Reproduce every line of the listing below verbatim, with no character altered, added, or dropped.
==== Input records ====
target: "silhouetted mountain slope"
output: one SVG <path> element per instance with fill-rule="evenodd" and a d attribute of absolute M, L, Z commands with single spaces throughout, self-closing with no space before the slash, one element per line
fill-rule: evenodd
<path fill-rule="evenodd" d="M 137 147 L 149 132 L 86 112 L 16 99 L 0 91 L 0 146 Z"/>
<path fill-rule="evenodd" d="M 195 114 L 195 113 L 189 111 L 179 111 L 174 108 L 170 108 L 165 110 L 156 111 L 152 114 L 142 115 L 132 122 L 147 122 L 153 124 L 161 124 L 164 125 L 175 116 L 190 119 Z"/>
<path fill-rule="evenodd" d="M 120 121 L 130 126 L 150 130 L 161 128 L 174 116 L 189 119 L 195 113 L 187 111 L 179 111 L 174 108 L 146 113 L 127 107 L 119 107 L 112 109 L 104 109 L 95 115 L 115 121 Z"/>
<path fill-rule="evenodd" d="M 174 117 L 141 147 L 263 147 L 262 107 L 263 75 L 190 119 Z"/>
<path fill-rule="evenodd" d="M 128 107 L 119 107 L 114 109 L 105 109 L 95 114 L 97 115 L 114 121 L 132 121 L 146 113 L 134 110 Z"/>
====
Reply
target: "silhouetted mountain slope"
output: one SVG <path> element per instance with fill-rule="evenodd" and a d attribute of absolute M, L, Z commands with single spaces throughout, self-closing with no space before the slash, one element per line
fill-rule: evenodd
<path fill-rule="evenodd" d="M 137 147 L 149 132 L 86 112 L 16 99 L 0 91 L 0 146 Z"/>
<path fill-rule="evenodd" d="M 195 114 L 195 113 L 189 111 L 179 111 L 174 108 L 170 108 L 165 110 L 156 111 L 152 114 L 142 115 L 132 122 L 147 122 L 153 124 L 161 124 L 164 125 L 175 116 L 190 119 Z"/>
<path fill-rule="evenodd" d="M 120 121 L 130 126 L 150 130 L 161 128 L 174 116 L 189 119 L 195 113 L 187 111 L 179 111 L 174 108 L 146 113 L 127 107 L 119 107 L 112 109 L 104 109 L 95 115 L 115 121 Z"/>
<path fill-rule="evenodd" d="M 174 117 L 141 147 L 263 147 L 262 107 L 263 75 L 190 119 Z"/>
<path fill-rule="evenodd" d="M 128 107 L 119 107 L 114 109 L 105 109 L 95 114 L 97 115 L 114 121 L 132 121 L 146 113 L 134 110 Z"/>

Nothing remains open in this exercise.